Available data —
┌────────

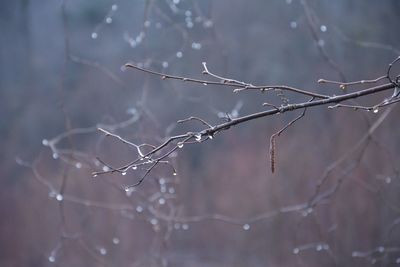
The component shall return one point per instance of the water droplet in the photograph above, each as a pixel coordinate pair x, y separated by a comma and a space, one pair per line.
208, 24
139, 209
103, 251
198, 137
196, 46
129, 191
52, 194
59, 197
52, 258
189, 24
163, 189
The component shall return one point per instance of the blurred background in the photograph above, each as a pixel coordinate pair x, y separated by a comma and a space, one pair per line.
217, 203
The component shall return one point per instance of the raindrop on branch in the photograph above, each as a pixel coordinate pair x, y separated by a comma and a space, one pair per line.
161, 201
196, 46
198, 137
103, 251
59, 197
52, 258
139, 209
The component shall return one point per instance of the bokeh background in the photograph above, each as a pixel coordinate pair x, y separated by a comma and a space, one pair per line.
61, 78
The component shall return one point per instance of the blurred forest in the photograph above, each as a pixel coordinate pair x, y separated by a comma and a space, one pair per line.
215, 203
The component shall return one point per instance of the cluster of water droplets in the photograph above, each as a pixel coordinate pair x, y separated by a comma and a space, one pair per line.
318, 247
108, 19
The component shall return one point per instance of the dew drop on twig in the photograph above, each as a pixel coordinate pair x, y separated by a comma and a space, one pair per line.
51, 258
246, 227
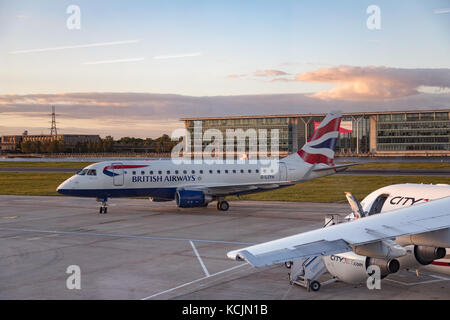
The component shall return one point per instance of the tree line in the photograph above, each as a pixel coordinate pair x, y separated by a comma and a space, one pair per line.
163, 144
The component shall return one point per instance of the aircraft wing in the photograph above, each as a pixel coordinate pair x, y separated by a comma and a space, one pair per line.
226, 189
421, 218
337, 168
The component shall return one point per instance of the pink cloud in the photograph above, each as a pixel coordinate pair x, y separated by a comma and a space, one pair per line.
269, 73
375, 83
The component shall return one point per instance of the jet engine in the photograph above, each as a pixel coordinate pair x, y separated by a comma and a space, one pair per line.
418, 256
154, 199
352, 268
191, 198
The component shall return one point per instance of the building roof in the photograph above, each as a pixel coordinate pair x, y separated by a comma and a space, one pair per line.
309, 115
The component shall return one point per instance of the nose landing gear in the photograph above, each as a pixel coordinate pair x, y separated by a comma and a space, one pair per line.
222, 205
104, 205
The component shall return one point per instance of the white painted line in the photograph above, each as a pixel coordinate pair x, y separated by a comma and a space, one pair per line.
438, 279
125, 236
199, 259
90, 45
441, 11
192, 282
114, 61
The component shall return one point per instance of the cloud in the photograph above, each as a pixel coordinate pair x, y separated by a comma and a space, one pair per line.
375, 83
259, 73
150, 115
269, 73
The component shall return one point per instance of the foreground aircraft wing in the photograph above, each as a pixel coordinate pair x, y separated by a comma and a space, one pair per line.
344, 237
337, 168
232, 189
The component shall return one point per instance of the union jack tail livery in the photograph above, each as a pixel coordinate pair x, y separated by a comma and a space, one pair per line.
320, 147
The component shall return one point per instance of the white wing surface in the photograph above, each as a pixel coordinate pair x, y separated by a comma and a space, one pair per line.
421, 218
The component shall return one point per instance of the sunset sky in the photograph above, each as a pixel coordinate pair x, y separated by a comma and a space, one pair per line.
135, 67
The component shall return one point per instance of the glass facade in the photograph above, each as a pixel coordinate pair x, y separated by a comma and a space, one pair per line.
422, 131
365, 133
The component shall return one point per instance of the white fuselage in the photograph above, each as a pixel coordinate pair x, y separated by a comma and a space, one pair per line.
161, 178
383, 200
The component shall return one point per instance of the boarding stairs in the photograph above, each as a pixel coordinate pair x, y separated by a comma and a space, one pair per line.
306, 272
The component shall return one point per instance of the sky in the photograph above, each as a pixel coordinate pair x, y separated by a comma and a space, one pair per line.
133, 68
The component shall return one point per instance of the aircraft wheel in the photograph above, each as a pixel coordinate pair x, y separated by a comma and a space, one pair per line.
315, 286
223, 205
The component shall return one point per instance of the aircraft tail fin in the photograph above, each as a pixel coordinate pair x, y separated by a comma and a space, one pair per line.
320, 147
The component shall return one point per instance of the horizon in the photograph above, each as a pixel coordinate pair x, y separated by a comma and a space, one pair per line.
133, 69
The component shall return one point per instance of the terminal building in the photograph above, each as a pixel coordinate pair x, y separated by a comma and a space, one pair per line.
396, 133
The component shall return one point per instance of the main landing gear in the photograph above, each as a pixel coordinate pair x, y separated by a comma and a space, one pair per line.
104, 206
222, 205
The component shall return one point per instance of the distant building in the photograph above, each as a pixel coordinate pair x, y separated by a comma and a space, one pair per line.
10, 143
394, 133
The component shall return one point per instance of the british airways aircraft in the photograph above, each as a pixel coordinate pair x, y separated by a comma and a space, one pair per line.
196, 185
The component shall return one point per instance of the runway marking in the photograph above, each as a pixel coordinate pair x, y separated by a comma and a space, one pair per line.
195, 281
199, 259
32, 239
438, 279
112, 235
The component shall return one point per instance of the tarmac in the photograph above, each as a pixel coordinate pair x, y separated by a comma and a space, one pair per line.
147, 250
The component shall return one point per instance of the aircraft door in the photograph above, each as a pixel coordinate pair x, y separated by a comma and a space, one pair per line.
377, 205
118, 176
283, 171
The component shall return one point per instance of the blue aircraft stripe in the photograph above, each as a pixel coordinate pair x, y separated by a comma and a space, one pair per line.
329, 144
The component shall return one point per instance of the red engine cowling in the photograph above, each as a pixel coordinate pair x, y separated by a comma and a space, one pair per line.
418, 256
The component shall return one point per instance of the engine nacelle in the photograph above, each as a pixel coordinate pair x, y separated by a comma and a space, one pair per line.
352, 268
418, 256
153, 199
191, 198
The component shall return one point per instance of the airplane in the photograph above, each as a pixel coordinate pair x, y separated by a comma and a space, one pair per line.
196, 185
403, 226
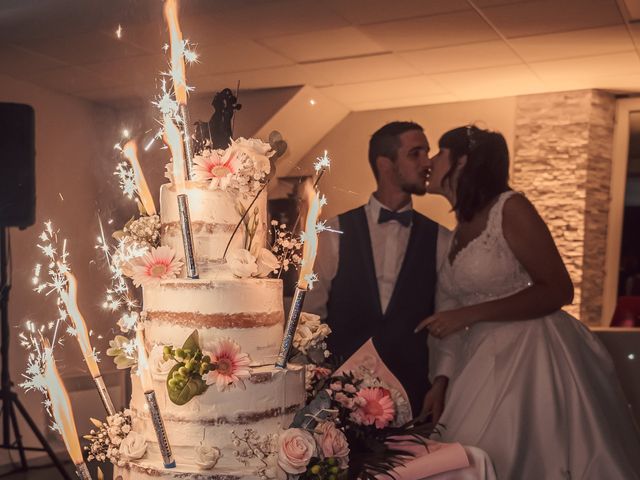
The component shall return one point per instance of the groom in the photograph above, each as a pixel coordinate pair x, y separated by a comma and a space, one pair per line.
377, 280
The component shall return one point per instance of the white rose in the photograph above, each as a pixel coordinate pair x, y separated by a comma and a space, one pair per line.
267, 262
254, 149
241, 263
134, 446
157, 364
206, 457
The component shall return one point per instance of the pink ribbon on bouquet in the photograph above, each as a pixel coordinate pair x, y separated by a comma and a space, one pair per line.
429, 459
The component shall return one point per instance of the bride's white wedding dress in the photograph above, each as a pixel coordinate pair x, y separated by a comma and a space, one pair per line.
541, 396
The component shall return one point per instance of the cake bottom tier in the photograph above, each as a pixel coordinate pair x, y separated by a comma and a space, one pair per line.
242, 424
152, 468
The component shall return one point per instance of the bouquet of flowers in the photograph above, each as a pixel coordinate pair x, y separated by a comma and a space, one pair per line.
355, 425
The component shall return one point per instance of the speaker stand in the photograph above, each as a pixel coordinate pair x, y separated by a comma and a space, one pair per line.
10, 401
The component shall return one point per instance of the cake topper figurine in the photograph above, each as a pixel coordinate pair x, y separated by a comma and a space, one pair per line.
219, 129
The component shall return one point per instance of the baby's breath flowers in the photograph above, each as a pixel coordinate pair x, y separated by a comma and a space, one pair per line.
286, 247
106, 439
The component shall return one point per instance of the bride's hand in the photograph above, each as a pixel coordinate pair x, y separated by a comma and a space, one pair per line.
433, 403
442, 324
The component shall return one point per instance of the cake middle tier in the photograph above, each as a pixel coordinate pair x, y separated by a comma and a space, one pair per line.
248, 311
262, 409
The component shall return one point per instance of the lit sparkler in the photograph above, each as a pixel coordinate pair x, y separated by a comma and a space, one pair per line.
69, 297
152, 403
60, 408
172, 139
305, 281
130, 151
178, 74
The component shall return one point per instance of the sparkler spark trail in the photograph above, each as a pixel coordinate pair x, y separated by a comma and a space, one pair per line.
118, 295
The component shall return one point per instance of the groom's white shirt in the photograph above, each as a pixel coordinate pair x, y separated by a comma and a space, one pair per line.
389, 242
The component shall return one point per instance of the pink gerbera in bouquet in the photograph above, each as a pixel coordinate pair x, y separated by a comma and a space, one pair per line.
357, 424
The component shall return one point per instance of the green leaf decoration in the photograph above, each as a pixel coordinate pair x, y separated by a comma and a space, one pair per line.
182, 393
184, 380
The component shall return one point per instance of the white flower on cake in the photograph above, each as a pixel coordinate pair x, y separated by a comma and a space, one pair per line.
267, 263
231, 366
210, 165
311, 332
206, 457
241, 263
123, 351
134, 446
156, 265
252, 149
157, 364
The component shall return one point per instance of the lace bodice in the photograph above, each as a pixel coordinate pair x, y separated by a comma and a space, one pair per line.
483, 270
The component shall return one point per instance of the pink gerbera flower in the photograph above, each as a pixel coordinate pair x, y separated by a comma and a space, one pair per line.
232, 366
373, 406
158, 264
211, 165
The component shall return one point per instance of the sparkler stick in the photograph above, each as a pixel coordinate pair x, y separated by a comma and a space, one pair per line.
69, 297
152, 402
178, 74
309, 251
172, 139
63, 414
130, 151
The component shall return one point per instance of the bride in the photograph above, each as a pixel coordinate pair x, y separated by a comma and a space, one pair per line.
529, 384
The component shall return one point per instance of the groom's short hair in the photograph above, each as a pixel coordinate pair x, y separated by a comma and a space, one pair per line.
385, 142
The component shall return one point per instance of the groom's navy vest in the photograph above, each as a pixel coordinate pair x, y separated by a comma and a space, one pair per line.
354, 311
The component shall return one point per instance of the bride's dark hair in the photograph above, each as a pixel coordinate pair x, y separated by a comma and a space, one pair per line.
486, 172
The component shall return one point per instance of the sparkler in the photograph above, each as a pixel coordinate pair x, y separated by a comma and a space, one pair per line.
152, 403
130, 151
306, 278
60, 408
172, 139
178, 74
69, 298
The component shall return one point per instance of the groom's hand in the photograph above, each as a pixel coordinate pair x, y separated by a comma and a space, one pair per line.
433, 404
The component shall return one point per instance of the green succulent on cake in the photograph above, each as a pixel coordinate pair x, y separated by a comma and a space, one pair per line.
184, 380
226, 367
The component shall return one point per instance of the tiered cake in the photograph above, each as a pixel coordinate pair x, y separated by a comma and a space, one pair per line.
241, 423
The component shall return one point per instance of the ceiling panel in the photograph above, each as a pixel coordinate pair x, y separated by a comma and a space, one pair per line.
235, 57
548, 16
363, 69
375, 11
16, 59
430, 32
281, 18
579, 43
133, 70
419, 85
69, 80
491, 82
404, 102
85, 48
264, 78
589, 67
462, 57
324, 44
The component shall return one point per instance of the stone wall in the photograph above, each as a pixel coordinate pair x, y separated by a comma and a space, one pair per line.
562, 162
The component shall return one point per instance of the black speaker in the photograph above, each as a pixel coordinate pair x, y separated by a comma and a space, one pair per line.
17, 158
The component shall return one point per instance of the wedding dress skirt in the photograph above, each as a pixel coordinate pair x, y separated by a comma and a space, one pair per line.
541, 396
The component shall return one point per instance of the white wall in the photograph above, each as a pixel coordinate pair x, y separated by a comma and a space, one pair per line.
72, 159
350, 181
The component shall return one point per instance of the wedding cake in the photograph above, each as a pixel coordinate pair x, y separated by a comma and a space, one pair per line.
221, 423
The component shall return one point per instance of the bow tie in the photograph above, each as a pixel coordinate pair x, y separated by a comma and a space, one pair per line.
403, 218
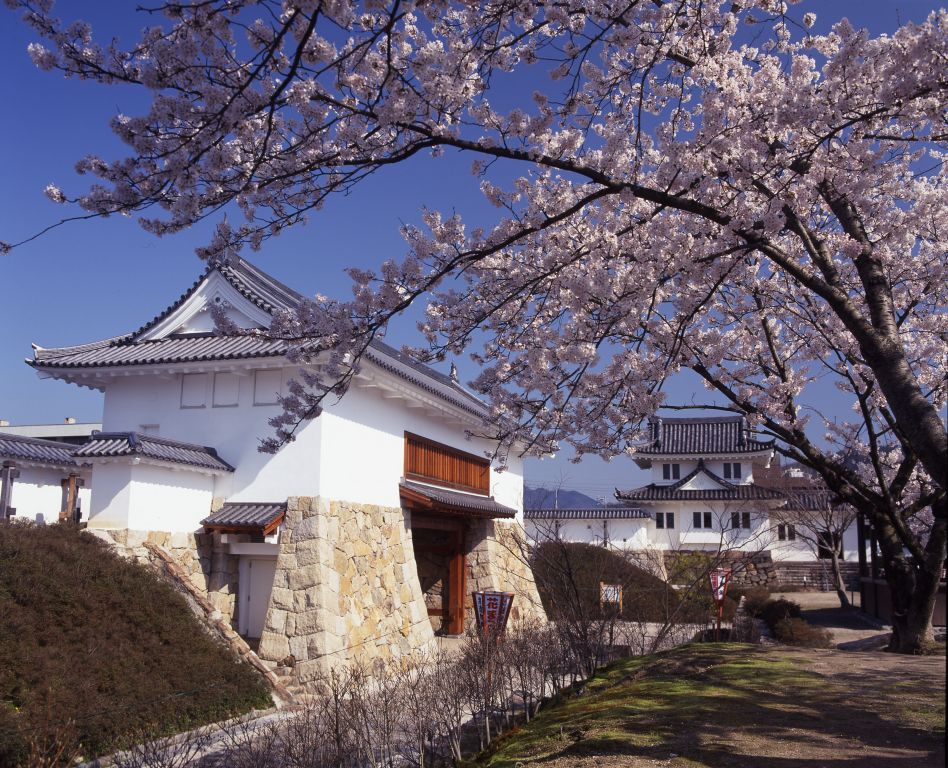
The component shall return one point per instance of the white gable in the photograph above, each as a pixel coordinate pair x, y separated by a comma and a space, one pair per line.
702, 482
194, 315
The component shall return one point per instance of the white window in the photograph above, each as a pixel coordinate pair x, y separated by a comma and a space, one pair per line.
226, 390
740, 520
786, 532
702, 520
267, 386
193, 390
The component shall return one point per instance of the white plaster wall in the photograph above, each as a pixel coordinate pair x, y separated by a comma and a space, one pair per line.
623, 534
111, 496
149, 498
234, 431
168, 499
37, 494
353, 452
363, 456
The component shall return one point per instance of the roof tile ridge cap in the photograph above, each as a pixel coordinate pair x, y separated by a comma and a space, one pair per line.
176, 443
174, 305
690, 476
42, 441
702, 468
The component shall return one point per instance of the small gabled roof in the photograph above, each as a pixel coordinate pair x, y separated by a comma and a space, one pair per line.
593, 513
249, 516
136, 444
429, 497
726, 491
724, 435
266, 293
34, 450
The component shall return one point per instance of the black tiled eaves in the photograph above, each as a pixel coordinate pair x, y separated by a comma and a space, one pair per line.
35, 450
110, 444
239, 514
702, 436
270, 295
653, 492
464, 503
173, 349
595, 513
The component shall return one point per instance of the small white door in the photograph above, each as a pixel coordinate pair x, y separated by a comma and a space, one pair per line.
256, 598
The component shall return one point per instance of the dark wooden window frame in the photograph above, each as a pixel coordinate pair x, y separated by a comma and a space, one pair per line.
457, 463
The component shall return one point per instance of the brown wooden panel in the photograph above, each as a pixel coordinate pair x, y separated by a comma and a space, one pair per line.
427, 460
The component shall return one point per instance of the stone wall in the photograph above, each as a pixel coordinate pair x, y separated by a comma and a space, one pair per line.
203, 556
497, 560
346, 590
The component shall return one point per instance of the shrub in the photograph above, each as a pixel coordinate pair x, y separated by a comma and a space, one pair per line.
104, 645
794, 631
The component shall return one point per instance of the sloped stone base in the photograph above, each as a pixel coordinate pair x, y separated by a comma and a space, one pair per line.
346, 590
497, 560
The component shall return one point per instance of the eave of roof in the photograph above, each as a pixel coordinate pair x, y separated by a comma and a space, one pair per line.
707, 436
34, 450
594, 513
107, 445
252, 517
442, 500
268, 294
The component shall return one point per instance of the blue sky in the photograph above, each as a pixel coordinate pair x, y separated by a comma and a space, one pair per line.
93, 279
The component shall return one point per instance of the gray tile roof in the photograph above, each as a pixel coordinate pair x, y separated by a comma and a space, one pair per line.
268, 294
240, 514
702, 437
461, 503
676, 492
35, 450
111, 444
595, 513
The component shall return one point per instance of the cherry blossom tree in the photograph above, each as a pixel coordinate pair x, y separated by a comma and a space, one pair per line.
697, 185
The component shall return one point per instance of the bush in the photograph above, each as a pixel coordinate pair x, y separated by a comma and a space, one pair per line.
801, 633
568, 577
775, 611
98, 650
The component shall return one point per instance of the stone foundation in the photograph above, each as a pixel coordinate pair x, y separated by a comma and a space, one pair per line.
497, 560
346, 590
202, 556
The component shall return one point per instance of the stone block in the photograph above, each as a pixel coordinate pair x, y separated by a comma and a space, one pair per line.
305, 599
282, 598
311, 671
273, 646
309, 622
276, 620
303, 578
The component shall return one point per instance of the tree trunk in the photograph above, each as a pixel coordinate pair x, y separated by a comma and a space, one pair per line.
913, 584
838, 579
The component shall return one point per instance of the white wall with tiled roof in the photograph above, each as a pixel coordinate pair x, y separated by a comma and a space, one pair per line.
37, 494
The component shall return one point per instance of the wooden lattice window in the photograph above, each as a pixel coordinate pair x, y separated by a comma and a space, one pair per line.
432, 462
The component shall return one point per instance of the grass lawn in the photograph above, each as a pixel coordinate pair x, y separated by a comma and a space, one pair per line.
738, 706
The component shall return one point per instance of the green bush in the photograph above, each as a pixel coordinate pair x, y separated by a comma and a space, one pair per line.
798, 632
568, 577
98, 650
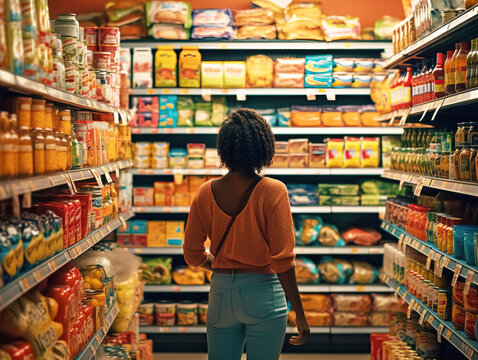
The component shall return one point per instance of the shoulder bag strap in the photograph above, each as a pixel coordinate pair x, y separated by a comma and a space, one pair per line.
240, 206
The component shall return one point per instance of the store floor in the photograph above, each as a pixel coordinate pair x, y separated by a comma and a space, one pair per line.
165, 356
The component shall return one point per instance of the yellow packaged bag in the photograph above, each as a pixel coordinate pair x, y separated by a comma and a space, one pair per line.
352, 152
165, 61
370, 152
335, 153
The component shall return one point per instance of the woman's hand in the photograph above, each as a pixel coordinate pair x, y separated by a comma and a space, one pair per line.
303, 328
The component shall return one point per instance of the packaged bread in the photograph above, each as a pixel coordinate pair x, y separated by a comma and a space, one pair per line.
260, 71
350, 319
305, 116
268, 32
299, 146
316, 302
188, 276
306, 272
289, 80
331, 116
212, 74
280, 161
317, 155
169, 12
289, 65
168, 32
313, 318
352, 303
234, 74
254, 16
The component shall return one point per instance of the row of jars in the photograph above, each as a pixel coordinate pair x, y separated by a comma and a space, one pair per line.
462, 164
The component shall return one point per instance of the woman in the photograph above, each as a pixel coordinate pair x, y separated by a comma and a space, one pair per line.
253, 260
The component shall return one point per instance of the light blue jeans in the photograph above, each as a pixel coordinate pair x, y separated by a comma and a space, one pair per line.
246, 308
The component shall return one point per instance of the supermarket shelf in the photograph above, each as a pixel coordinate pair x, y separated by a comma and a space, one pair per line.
153, 329
24, 85
263, 45
385, 130
242, 93
320, 288
271, 171
300, 250
30, 184
430, 107
433, 40
460, 187
294, 209
92, 346
457, 338
444, 259
33, 277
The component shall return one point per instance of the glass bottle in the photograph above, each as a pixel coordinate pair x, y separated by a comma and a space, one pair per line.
460, 67
439, 77
449, 74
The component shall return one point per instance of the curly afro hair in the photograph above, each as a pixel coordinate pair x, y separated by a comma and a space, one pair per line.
246, 143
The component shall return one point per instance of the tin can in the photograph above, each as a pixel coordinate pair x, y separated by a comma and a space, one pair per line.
101, 60
109, 36
69, 48
91, 35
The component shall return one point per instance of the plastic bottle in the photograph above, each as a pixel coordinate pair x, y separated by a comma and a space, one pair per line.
449, 75
439, 77
460, 67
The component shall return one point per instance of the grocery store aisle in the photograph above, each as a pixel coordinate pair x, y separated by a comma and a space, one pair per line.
177, 356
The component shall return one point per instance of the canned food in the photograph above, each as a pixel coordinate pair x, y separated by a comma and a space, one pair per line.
91, 35
109, 36
101, 60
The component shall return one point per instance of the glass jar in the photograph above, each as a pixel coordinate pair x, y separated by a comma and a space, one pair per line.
465, 168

└────────

Stated exercise —
Output the line holding "The component shall return one point per instance of the plastic", then every later line through the end of the records above, exactly as given and nothing else.

Task answer —
The component shall return one point per instance of the plastic bottle in the photograph above, each as a pixel coordinate pair x, y separated by a comma and a space, one pair per line.
449, 75
439, 77
460, 67
The component shall return one point per instance of the grocery store aisle in the photograph above, each as a pixel coordinate pair x, y separated by a comma and a space, one pair per line.
177, 356
The component shall return one point per instance of the canned food in the photograph above, each as a pixel coordinate pair x, y separated by a comma and a space, one pair per line.
91, 35
109, 36
101, 60
The component shall return one point per instance of the glass jar in the photograph above, each as a pixel coordinate pair x, y separated by a comma and a space, one pair per line.
465, 168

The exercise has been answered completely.